BEGIN

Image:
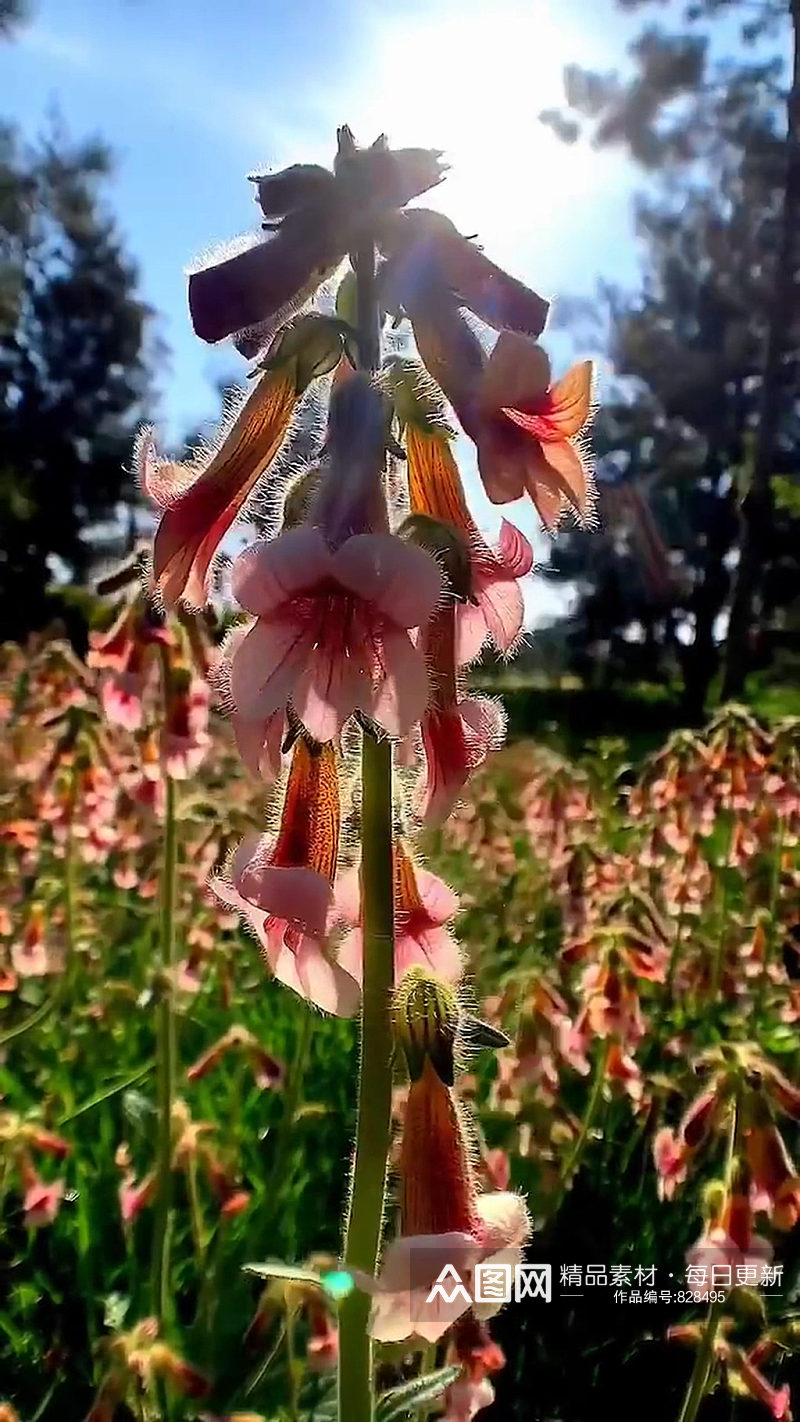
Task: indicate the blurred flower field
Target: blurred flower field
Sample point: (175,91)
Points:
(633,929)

END
BEGIN

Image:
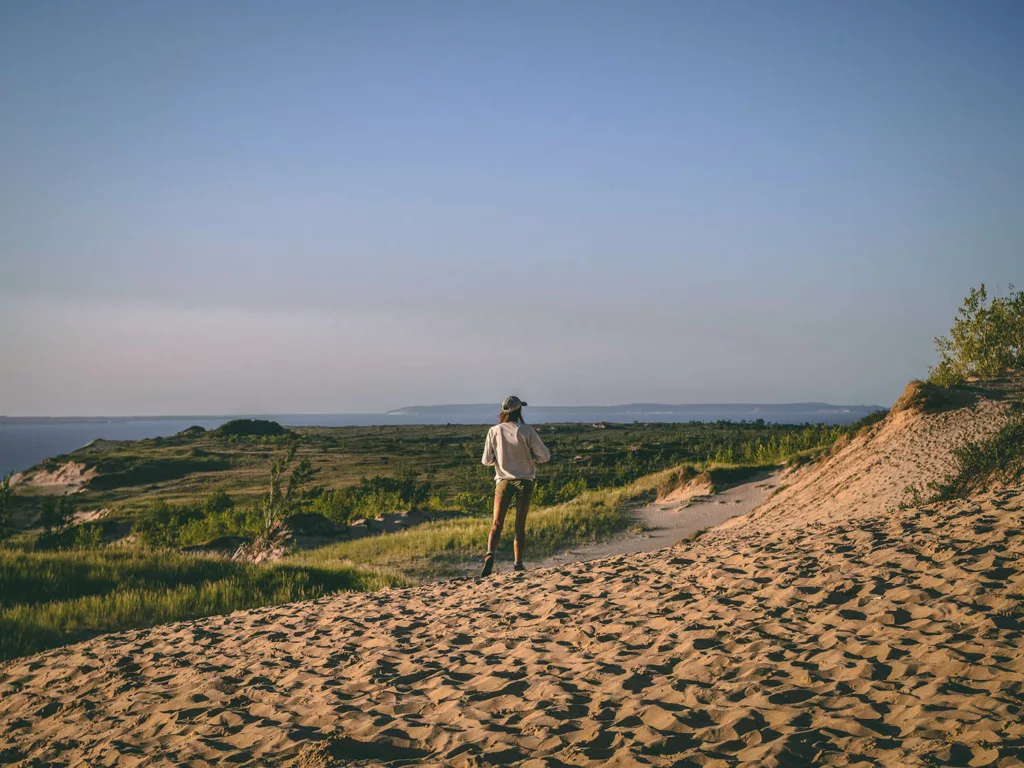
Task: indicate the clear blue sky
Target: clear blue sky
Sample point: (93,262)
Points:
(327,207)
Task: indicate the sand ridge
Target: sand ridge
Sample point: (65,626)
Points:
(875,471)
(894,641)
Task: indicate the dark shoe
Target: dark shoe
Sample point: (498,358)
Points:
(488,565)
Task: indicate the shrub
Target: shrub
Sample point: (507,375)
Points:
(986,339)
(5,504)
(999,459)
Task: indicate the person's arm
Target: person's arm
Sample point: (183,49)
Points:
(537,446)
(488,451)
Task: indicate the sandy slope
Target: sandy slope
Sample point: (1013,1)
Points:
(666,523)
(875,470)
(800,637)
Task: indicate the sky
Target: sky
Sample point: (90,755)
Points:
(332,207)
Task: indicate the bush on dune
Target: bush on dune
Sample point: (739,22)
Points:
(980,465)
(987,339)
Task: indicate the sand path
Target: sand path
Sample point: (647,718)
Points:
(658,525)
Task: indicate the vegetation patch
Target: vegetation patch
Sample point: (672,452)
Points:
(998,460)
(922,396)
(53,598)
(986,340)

END
BEGIN

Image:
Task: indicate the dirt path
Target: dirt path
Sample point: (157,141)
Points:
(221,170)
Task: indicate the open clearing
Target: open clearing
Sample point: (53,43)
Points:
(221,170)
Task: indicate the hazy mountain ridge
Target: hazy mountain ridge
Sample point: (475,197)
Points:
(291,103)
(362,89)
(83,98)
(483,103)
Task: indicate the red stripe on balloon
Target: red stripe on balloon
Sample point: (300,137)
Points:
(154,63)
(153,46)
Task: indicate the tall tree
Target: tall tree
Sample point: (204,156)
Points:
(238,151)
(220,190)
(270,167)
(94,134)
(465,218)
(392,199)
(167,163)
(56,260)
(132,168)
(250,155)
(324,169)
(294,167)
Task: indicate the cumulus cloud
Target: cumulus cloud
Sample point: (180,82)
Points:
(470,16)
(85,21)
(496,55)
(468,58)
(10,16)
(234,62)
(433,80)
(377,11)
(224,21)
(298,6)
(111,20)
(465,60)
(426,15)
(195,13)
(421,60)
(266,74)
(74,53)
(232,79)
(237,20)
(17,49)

END

## Work request
Which of the lines above include the word "tree"? List those lines.

## Solved exercise
Task: indicate the tall tree
Target: tall tree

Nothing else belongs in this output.